* Problem description *
From the records below, copy each line that has the word "canopy" in it.

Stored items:
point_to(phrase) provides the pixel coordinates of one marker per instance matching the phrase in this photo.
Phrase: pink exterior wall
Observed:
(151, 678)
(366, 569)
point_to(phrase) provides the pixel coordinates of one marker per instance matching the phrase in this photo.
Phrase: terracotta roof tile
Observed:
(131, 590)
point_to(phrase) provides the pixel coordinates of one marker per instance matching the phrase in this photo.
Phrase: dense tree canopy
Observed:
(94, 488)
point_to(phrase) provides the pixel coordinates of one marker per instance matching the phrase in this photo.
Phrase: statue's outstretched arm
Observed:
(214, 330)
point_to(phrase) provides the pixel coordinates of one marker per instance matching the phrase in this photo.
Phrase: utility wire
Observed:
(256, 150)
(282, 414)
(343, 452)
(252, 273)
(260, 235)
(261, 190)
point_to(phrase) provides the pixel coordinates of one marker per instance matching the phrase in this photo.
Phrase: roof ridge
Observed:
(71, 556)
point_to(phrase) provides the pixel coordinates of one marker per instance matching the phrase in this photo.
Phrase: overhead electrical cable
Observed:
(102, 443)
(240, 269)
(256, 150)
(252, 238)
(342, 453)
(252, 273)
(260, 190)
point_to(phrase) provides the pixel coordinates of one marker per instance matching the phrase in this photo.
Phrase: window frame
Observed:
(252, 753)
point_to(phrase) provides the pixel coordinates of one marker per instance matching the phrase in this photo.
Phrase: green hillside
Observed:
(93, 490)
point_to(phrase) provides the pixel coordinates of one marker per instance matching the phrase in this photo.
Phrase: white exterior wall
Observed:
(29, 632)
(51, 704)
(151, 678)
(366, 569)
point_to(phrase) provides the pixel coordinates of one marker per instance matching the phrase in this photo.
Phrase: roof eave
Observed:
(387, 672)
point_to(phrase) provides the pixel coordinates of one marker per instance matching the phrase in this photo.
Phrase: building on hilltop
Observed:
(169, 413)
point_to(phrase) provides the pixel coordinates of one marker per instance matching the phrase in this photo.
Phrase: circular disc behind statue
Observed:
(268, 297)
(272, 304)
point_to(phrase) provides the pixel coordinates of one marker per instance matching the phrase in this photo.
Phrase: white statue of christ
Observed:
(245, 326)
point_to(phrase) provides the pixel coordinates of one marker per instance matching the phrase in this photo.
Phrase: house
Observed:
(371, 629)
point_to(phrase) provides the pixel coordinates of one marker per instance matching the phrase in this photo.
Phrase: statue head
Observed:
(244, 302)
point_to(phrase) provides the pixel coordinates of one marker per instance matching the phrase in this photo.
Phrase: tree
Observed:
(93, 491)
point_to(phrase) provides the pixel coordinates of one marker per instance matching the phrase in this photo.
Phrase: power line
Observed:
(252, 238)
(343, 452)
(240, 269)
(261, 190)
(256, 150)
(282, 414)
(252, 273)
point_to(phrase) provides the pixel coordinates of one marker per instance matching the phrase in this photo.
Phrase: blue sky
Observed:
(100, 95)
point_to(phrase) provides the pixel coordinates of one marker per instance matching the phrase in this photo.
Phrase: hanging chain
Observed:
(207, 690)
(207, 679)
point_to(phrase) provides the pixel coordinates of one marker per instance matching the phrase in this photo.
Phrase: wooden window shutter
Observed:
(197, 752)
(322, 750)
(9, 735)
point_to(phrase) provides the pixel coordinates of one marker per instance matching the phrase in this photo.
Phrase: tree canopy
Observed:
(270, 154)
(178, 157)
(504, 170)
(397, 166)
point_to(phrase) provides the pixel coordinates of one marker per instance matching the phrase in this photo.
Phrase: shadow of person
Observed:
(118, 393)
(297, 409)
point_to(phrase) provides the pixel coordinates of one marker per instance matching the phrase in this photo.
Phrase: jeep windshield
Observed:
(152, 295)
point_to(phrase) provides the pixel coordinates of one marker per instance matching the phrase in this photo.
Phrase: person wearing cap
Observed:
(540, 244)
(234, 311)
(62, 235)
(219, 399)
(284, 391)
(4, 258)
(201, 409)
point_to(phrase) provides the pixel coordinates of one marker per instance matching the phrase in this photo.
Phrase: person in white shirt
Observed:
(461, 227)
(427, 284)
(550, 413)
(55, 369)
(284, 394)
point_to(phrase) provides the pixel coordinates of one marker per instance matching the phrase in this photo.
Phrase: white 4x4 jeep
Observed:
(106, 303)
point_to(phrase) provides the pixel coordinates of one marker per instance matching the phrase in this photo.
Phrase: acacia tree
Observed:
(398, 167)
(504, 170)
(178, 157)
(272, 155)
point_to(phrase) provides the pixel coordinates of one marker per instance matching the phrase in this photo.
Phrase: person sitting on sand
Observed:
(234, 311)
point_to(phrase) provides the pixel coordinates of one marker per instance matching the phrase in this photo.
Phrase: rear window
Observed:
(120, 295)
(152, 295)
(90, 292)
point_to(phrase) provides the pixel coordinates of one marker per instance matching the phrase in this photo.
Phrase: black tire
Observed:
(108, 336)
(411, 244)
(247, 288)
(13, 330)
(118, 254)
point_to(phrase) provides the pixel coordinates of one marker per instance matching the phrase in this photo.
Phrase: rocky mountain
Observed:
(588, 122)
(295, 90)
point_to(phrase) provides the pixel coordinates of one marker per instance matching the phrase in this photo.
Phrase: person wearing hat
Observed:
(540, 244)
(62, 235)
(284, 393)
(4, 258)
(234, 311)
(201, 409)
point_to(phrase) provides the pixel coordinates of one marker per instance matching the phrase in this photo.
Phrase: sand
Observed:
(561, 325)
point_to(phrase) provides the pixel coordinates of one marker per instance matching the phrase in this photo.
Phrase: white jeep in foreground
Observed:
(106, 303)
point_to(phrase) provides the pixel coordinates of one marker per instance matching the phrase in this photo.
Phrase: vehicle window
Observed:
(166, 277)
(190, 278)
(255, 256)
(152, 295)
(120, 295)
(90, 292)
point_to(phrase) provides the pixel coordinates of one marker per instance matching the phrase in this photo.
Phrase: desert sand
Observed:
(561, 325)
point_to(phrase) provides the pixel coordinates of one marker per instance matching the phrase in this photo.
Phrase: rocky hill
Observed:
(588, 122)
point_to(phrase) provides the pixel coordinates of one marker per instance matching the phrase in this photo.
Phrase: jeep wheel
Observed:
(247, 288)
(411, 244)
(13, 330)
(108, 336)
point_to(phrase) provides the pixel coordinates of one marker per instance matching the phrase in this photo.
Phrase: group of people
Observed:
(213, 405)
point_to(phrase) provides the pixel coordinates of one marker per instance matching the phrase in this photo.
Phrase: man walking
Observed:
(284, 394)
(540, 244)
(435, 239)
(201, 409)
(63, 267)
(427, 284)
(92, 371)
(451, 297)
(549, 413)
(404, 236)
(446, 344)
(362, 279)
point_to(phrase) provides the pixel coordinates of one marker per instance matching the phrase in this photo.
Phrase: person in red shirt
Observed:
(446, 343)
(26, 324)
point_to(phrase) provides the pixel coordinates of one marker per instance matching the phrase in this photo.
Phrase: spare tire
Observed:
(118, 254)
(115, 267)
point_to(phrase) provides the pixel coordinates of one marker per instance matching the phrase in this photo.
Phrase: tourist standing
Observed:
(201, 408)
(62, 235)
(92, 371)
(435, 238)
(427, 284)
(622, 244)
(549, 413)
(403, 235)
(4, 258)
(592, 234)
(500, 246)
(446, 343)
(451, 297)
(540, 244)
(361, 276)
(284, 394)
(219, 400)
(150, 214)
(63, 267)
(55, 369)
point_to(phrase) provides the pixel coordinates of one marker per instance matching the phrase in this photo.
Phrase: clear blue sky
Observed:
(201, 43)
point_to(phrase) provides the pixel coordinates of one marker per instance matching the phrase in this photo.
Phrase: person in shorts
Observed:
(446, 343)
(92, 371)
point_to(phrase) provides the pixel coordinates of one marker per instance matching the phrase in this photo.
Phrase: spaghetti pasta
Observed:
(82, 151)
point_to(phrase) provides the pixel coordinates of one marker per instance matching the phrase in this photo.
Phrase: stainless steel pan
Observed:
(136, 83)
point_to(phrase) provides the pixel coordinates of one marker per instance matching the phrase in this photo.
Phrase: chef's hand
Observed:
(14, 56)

* Response below *
Phrase: dense tree canopy
Phrase: tree canopy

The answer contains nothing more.